GOALS:
(A) Translate this sentence from the studio description into Spanish: "A hillside of local, glacially formed earthenware clay is free and abundant."
(B) Update the studio description by writing out everything from "Watershed’s summer studio" down to "manage the studio." again, with "barn" changed to "warehouse".

* Start SOURCE PASSAGE *

Watershed’s summer studio is housed in a spacious old barn. Sixteen thousand square feet of space on two floors supply ample, flexible studios to accommodate functional, sculptural, and experimental work in clay. Numerous kilns, including wood and soda kilns, and a variety of low and high temperature gas and electric kilns, complement the studio’s array of equipment. A hillside of local, glacially formed earthenware clay is free and abundant. A large inventory of raw materials to make clay and glaze is available for purchase. The Facilities Director and staff artists maintain and manage the studio.

* End SOURCE PASSAGE *
* Start RAW DATA *

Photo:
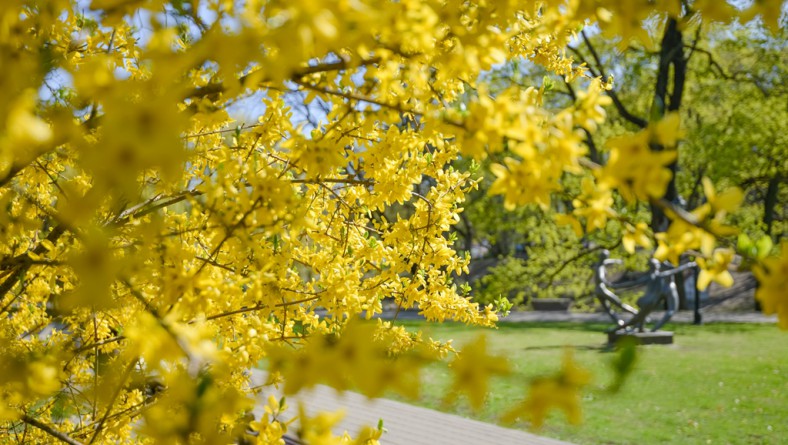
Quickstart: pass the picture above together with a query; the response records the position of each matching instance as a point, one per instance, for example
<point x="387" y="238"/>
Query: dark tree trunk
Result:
<point x="672" y="73"/>
<point x="770" y="201"/>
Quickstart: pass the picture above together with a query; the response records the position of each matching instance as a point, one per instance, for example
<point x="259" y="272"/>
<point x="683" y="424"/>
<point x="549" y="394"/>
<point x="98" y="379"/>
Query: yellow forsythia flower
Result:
<point x="772" y="291"/>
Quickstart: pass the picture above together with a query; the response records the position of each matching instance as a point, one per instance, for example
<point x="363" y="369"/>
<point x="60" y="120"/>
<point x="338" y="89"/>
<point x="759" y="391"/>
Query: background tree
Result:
<point x="153" y="250"/>
<point x="708" y="88"/>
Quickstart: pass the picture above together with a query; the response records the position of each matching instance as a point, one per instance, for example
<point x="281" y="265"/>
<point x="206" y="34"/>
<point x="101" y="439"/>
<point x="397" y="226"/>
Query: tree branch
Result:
<point x="61" y="436"/>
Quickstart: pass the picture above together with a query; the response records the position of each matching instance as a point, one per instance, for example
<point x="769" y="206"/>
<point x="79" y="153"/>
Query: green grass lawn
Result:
<point x="718" y="384"/>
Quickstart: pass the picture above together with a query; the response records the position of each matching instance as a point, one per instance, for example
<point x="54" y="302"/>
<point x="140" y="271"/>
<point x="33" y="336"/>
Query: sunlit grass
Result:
<point x="718" y="384"/>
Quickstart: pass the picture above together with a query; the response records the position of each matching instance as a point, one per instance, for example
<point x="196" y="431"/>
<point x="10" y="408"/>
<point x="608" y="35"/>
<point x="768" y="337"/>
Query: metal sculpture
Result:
<point x="661" y="293"/>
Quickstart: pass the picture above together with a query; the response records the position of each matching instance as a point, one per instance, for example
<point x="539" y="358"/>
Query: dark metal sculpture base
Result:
<point x="642" y="338"/>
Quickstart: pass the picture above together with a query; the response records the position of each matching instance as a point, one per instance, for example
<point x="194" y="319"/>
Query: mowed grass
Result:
<point x="718" y="384"/>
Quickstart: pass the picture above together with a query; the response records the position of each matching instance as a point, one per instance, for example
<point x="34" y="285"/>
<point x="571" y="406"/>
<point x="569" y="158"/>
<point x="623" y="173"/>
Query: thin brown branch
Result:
<point x="59" y="435"/>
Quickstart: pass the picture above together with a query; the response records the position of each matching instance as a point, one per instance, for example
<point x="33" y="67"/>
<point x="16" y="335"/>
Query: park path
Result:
<point x="405" y="424"/>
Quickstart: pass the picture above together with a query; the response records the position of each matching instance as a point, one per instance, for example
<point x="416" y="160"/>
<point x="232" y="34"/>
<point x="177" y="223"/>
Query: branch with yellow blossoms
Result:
<point x="154" y="250"/>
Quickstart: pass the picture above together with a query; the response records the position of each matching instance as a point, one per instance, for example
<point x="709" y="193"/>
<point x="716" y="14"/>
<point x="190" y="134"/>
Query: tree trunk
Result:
<point x="671" y="61"/>
<point x="770" y="201"/>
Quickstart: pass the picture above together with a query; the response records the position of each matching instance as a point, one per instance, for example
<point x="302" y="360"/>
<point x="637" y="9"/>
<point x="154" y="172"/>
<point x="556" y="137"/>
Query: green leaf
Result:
<point x="624" y="362"/>
<point x="763" y="247"/>
<point x="745" y="243"/>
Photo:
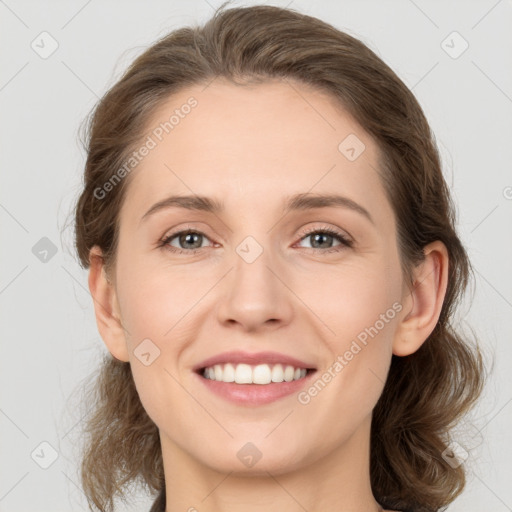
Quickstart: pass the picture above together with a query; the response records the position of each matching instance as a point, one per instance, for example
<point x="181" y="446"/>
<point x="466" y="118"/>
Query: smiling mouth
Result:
<point x="261" y="374"/>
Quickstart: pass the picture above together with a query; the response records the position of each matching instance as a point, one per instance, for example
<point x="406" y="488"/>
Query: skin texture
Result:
<point x="251" y="147"/>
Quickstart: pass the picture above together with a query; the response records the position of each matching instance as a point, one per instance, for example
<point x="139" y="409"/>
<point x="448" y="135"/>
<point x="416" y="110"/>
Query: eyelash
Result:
<point x="345" y="242"/>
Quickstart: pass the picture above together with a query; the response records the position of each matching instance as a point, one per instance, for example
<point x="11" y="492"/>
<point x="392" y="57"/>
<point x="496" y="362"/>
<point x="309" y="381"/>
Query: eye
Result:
<point x="325" y="235"/>
<point x="188" y="238"/>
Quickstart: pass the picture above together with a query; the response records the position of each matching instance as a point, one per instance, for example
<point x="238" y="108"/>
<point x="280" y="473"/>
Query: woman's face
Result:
<point x="263" y="277"/>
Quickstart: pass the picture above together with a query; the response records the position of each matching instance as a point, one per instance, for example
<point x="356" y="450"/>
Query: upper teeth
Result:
<point x="247" y="374"/>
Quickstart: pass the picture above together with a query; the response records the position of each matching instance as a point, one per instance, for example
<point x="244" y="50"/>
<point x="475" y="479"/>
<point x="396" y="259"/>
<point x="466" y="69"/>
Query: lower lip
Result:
<point x="255" y="394"/>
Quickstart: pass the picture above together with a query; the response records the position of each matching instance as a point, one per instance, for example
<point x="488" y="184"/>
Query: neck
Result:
<point x="339" y="481"/>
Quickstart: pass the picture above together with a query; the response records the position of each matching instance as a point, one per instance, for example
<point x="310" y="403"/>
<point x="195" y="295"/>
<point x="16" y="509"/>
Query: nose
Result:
<point x="255" y="295"/>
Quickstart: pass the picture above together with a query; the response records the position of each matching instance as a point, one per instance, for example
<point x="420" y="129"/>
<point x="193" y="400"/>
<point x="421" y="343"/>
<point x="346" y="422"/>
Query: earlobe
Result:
<point x="106" y="307"/>
<point x="424" y="301"/>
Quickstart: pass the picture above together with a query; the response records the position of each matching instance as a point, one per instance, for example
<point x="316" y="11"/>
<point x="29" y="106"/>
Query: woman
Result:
<point x="299" y="354"/>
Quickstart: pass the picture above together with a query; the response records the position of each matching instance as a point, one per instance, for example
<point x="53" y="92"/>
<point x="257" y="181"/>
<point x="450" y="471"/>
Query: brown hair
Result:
<point x="426" y="393"/>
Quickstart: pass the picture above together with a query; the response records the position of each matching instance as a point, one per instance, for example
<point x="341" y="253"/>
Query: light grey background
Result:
<point x="48" y="331"/>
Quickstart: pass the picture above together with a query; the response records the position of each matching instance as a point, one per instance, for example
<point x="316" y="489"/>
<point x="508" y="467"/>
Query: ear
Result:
<point x="422" y="304"/>
<point x="106" y="307"/>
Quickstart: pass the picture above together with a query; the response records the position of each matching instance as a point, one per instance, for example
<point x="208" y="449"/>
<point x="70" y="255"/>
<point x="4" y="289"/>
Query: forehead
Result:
<point x="254" y="143"/>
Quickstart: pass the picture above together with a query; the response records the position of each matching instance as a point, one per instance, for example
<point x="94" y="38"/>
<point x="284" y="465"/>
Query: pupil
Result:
<point x="185" y="238"/>
<point x="320" y="236"/>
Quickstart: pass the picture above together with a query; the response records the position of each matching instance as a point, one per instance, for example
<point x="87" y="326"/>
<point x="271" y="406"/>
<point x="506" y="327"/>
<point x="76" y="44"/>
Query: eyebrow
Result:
<point x="297" y="202"/>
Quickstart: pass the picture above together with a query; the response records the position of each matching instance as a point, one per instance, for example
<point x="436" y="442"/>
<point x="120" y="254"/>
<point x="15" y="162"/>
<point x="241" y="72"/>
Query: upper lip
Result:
<point x="237" y="356"/>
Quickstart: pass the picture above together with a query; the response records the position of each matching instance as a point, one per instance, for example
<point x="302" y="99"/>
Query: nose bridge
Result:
<point x="254" y="294"/>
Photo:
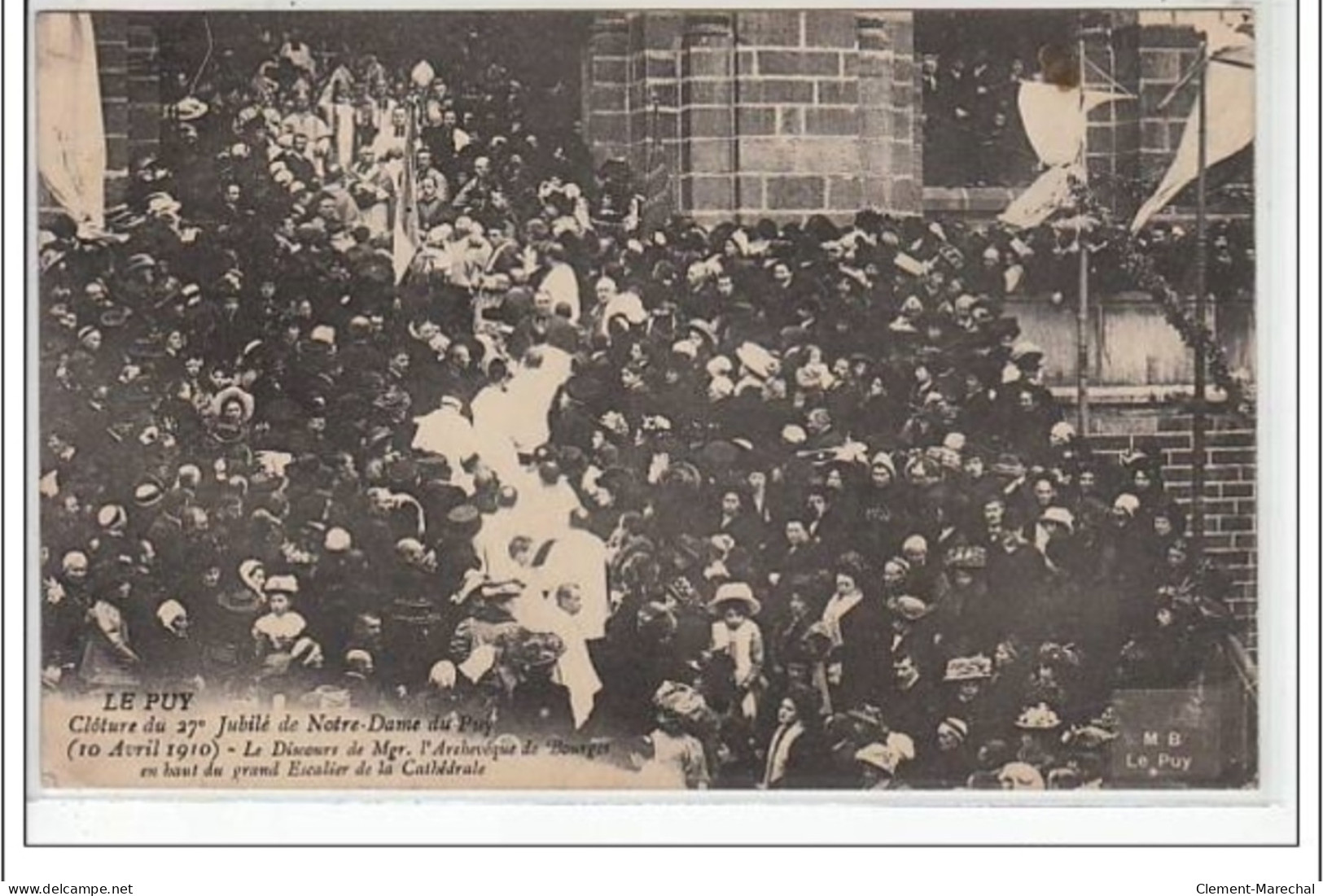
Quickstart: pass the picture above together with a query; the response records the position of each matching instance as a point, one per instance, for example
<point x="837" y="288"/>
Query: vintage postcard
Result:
<point x="646" y="400"/>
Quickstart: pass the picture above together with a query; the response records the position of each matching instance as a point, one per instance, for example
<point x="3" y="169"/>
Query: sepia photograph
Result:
<point x="647" y="400"/>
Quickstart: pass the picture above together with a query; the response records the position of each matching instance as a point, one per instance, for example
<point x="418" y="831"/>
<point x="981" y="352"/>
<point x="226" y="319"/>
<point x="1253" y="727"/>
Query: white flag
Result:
<point x="1056" y="122"/>
<point x="1043" y="197"/>
<point x="70" y="133"/>
<point x="1229" y="85"/>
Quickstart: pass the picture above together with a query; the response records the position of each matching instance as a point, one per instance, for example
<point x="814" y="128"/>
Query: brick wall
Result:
<point x="1229" y="484"/>
<point x="130" y="98"/>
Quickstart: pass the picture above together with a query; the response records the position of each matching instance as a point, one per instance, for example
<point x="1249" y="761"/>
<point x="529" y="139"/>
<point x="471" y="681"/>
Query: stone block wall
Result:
<point x="744" y="116"/>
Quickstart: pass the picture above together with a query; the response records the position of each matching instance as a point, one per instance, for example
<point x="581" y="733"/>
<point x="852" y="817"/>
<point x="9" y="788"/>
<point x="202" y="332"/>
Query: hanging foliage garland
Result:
<point x="1101" y="229"/>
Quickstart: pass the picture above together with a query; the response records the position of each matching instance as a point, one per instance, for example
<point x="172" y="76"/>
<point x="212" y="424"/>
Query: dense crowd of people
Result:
<point x="766" y="506"/>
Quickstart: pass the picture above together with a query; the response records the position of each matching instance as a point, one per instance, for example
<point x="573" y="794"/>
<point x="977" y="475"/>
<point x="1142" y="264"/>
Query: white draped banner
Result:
<point x="1056" y="122"/>
<point x="70" y="133"/>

* End RAW DATA *

SET OF ANSWERS:
(A) Una ladera de arcilla local para loza, de formación glaciar, es gratuita y abundante.

(B)
Watershed’s summer studio is housed in a spacious old warehouse. Sixteen thousand square feet of space on two floors supply ample, flexible studios to accommodate functional, sculptural, and experimental work in clay. Numerous kilns, including wood and soda kilns, and a variety of low and high temperature gas and electric kilns, complement the studio’s array of equipment. A hillside of local, glacially formed earthenware clay is free and abundant. A large inventory of raw materials to make clay and glaze is available for purchase. The Facilities Director and staff artists maintain and manage the studio.